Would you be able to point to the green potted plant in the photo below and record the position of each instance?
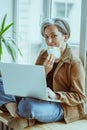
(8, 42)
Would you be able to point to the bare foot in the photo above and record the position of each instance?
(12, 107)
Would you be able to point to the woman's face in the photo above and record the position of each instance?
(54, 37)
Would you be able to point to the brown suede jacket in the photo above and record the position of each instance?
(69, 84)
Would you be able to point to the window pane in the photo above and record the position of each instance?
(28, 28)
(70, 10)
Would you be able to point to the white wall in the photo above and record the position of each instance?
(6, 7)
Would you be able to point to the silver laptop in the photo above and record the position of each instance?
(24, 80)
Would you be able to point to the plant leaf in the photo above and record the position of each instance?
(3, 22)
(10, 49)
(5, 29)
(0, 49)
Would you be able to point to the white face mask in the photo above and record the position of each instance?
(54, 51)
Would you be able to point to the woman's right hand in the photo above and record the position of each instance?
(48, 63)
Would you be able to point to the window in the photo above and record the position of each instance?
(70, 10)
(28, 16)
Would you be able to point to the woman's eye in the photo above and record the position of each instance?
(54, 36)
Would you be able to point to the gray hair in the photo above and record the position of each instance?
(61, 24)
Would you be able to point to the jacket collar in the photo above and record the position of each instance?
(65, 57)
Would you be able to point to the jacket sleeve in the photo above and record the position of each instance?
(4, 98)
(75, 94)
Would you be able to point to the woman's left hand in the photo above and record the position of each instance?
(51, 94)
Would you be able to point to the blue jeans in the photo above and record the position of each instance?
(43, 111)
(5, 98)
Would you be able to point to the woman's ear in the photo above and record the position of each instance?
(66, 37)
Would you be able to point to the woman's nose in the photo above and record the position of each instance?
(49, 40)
:::::
■ **What the task requires**: Write out exactly the lines of the entries above that run from the line containing "Would you be able to point to the gray" through the last line, including both.

■ **Task answer**:
Would you be able to point to the gray hair in the photo above and record the position of each instance?
(61, 24)
Would you be able to point to the jacket collar in the photo above and record the position of each instance?
(65, 57)
Would you be able to point to the jacket sleeve in the photo above and record the position of each instance?
(4, 98)
(75, 94)
Would you be able to point to the woman's left hand in the photo above and record the position of each instance?
(51, 94)
Would you be able to point to the blue jeans in the photo above and record the position of each instance?
(43, 111)
(5, 98)
Would you be able to point to the woman's ear in the photo above and record the position of each instance?
(66, 37)
Would you be able to point to the woman's nose in the photo above and record the position of each instance?
(49, 40)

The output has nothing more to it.